■ To do: Copy the entries from the start through the line containing "[[202, 177]]", substituting "one line" for every "single line" and leaving everything else unchanged.

..........

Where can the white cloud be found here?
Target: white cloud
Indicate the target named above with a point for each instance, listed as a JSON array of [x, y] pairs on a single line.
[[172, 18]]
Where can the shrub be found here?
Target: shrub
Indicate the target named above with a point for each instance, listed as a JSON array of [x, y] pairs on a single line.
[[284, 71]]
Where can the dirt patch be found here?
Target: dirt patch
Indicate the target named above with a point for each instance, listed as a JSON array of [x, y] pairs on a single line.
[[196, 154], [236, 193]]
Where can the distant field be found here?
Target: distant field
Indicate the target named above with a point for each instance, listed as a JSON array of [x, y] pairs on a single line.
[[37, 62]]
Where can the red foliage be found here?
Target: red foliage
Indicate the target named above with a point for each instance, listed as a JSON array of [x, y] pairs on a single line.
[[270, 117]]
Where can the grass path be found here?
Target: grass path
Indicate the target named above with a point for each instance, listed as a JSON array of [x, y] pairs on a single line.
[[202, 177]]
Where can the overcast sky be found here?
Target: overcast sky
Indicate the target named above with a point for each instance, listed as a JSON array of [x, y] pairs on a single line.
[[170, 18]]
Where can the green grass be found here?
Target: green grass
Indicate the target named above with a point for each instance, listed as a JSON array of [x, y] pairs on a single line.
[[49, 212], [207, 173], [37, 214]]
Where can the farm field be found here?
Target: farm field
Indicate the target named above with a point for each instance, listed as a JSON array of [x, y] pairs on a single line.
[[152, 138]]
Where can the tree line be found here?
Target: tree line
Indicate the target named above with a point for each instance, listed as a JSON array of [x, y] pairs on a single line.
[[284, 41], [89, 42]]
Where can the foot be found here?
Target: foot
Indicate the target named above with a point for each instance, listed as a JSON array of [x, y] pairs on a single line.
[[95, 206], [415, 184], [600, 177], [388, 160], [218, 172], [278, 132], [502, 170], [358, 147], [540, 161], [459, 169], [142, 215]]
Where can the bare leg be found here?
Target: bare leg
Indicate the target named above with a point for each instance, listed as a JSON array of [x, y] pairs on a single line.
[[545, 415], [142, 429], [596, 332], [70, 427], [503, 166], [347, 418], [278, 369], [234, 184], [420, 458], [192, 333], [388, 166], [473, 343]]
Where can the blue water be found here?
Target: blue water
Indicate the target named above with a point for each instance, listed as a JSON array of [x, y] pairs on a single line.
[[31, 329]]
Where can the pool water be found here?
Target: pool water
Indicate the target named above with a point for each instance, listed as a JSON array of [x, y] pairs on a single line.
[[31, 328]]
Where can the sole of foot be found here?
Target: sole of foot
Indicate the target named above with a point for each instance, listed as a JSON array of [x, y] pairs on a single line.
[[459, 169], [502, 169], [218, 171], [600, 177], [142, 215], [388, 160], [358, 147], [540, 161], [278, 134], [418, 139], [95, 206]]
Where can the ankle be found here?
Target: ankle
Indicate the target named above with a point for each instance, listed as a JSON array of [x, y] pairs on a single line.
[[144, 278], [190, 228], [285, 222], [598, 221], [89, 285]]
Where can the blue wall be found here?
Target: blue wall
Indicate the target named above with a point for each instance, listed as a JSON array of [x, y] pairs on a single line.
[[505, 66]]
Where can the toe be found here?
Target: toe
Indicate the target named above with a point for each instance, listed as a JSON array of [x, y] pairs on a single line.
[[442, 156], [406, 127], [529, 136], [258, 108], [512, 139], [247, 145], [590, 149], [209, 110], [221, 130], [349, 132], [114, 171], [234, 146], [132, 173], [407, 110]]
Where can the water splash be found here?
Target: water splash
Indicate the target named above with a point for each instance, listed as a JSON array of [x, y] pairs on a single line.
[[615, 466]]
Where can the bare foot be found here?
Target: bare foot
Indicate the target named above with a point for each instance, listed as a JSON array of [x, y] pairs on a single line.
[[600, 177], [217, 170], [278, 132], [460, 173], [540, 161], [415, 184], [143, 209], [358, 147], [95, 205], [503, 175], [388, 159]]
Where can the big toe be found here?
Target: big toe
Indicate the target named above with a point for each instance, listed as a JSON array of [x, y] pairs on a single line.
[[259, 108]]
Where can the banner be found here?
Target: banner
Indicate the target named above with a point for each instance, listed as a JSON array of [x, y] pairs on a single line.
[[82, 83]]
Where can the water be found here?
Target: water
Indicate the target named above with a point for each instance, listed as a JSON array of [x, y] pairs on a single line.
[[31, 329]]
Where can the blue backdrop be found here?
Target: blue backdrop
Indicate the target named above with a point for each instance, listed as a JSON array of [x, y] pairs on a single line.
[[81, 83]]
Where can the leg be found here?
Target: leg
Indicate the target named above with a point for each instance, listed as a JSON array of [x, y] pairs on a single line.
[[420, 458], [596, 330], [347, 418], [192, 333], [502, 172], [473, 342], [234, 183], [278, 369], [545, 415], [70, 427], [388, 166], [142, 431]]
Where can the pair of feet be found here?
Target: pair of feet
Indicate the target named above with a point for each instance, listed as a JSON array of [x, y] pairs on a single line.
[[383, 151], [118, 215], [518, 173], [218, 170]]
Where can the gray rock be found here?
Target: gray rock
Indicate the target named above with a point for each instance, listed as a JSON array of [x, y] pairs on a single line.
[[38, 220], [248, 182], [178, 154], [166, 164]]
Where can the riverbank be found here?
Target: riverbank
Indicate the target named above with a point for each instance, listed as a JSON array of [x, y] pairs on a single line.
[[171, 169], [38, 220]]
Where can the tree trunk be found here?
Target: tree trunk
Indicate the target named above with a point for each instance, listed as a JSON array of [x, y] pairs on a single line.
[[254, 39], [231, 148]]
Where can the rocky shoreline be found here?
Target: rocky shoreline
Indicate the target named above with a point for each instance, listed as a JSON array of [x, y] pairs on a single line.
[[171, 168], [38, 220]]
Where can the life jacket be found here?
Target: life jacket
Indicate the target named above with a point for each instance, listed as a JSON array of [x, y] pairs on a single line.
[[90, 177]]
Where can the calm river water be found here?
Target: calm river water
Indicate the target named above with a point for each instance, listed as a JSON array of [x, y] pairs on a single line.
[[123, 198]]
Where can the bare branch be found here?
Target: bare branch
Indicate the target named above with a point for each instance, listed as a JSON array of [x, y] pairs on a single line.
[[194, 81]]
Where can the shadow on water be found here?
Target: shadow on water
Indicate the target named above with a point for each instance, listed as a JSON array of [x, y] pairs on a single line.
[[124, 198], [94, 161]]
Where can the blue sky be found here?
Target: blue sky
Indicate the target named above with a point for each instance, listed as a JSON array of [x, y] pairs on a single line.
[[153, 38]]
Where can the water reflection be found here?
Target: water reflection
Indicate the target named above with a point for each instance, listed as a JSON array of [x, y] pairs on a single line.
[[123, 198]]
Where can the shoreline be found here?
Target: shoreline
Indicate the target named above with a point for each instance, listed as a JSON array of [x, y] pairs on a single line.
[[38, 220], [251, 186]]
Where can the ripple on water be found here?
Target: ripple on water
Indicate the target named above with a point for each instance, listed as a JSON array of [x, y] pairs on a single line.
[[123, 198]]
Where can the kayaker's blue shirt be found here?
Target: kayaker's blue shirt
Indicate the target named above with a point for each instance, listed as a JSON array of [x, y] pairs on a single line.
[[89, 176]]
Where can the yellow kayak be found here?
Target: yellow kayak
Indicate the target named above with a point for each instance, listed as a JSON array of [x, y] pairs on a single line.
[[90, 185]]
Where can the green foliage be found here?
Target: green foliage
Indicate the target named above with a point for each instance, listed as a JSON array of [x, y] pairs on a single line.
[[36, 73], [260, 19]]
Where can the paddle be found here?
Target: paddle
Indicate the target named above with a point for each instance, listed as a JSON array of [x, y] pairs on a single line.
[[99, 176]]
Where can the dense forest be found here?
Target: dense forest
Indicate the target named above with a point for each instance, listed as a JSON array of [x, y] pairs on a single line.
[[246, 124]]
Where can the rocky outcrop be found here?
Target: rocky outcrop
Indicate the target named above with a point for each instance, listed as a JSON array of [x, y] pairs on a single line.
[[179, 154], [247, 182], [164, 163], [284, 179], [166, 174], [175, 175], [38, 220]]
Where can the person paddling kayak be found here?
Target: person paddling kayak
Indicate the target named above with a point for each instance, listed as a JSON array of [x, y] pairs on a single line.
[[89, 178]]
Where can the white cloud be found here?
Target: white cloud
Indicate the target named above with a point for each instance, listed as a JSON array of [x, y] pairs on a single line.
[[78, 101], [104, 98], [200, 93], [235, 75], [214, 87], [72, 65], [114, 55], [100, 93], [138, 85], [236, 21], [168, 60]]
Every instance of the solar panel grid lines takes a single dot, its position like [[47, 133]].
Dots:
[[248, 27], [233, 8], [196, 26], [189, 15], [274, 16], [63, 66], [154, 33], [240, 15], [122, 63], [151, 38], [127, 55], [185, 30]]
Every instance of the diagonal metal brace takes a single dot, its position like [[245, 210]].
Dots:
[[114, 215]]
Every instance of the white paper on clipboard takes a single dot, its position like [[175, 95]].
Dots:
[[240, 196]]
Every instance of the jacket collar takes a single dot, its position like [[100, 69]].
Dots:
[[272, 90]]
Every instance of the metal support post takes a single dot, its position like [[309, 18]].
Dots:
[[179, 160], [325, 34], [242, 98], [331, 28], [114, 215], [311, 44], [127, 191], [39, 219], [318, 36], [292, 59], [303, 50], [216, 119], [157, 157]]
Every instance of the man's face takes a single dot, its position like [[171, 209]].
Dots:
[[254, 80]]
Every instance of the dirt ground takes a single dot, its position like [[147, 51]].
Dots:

..........

■ Reply:
Where can the white cloud be found here?
Target: white cloud
Indicate the target named above with a point for each instance, listed as a JSON array of [x, y] pairs on a one line.
[[172, 18]]
Where can the shrub be found here?
Target: shrub
Indicate the target named above with a point for each instance, listed as a JSON array of [x, y] pairs on a one line.
[[284, 71]]
Where can the dirt patch be found here?
Target: dirt patch
Indicate the target named above with a point for each instance, listed as a JSON array of [x, y] pairs on a one line.
[[196, 154], [236, 193]]
Where can the distant field be found here?
Target: distant field
Indicate the target named above with a point for each instance, listed as a JSON array of [x, y] pairs on a one line.
[[37, 62]]
Where can the red foliage be found here?
Target: red foliage
Indicate the target named above with a point for each instance, listed as a JSON array of [x, y] pairs on a one line.
[[270, 117]]
Where can the grass path be found here?
Target: grass path
Indicate the target named above with a point for each instance, listed as a JSON array of [x, y] pairs on a one line.
[[202, 177]]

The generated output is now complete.